◆ WRITTEN EXERCISE A:
In the phone-number prefix problem, what does the first solution sort the array by?
□ □ □ □ □ □ □
You are given a string array numbers that represents phone numbers. Return true if no phone number is a prefix of any other phone number; otherwise, return false.

 

Example 1:

Input: numbers = ["1","2","4","3"]

Output: true

Explanation:

No number is a prefix of another number, so the output is true.

Example 2:

Input: numbers = ["001","007","15","00153"]

Output: false

Explanation:

The string "001" is a prefix of the string "00153". Thus, the output is false.

 

Constraints:

• 2 <= numbers.length <= 50
• 1 <= numbers[i].length <= 50
• All numbers contain only digits '0' to '9'.

Solutions

Solution 1: Sorting + Prefix Checking

We can first sort the array $\textit{numbers}$ based on the length of strings. Then, we iterate through each string $\textit{s}$ in the array and check if there is any previous string $\textit{t}$ that is a prefix of $\textit{s}$. If such a string exists, it means there is a string that is a prefix of another string, so we return $\textit{false}$. If we have checked all strings and haven’t found any prefix relationships, we return $\textit{true}$.

The time complexity is $O(n^2 \times m + n \times \log n)$, and the space complexity is $O(m + \log n)$, where $n$ is the length of the array $\textit{numbers}$, and $m$ is the average length of strings in the array $\textit{numbers}$.
□ □ □ □ □ □ □
◆ WRITTEN EXERCISE B:
Copy verbatim the stretch of the entries below from the line containing "Target: blue sky" through the end of the entries.

◆ MATERIAL:
□ □ □ □ □ □ □
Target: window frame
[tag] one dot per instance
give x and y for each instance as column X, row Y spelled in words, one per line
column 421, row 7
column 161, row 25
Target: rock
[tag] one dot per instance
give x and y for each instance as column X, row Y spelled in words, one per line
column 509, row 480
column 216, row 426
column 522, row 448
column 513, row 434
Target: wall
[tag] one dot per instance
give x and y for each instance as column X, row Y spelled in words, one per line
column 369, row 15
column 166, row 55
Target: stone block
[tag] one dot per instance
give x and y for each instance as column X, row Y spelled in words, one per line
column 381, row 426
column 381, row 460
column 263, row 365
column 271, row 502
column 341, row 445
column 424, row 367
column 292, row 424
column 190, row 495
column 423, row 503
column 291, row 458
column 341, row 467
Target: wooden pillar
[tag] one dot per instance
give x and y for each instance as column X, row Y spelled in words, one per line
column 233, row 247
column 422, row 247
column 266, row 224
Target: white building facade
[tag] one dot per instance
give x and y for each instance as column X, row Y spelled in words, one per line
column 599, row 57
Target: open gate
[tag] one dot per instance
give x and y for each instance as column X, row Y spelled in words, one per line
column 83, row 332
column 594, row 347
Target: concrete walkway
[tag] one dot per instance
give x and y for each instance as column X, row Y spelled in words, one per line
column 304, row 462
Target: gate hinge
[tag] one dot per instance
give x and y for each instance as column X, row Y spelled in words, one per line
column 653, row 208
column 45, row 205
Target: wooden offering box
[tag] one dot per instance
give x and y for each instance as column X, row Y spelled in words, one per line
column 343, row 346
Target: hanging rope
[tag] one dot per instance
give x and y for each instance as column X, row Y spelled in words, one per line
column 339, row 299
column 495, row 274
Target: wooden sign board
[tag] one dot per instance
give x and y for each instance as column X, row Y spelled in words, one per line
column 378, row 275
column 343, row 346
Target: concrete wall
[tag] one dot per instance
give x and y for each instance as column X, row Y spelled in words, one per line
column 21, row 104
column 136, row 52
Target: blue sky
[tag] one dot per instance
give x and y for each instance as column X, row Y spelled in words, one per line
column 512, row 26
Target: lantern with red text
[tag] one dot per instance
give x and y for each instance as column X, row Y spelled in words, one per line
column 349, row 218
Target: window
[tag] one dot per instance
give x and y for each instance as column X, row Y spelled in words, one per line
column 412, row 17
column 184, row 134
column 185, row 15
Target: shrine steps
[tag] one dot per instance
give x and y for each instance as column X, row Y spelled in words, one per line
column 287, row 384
□ □ □ □ □ □ □
◆ RESPONSE A:
By the length of the strings.

◆ RESPONSE B:
Target: blue sky
[tag] one dot per instance
give x and y for each instance as column X, row Y spelled in words, one per line
column 512, row 26
Target: lantern with red text
[tag] one dot per instance
give x and y for each instance as column X, row Y spelled in words, one per line
column 349, row 218
Target: window
[tag] one dot per instance
give x and y for each instance as column X, row Y spelled in words, one per line
column 412, row 17
column 184, row 134
column 185, row 15
Target: shrine steps
[tag] one dot per instance
give x and y for each instance as column X, row Y spelled in words, one per line
column 287, row 384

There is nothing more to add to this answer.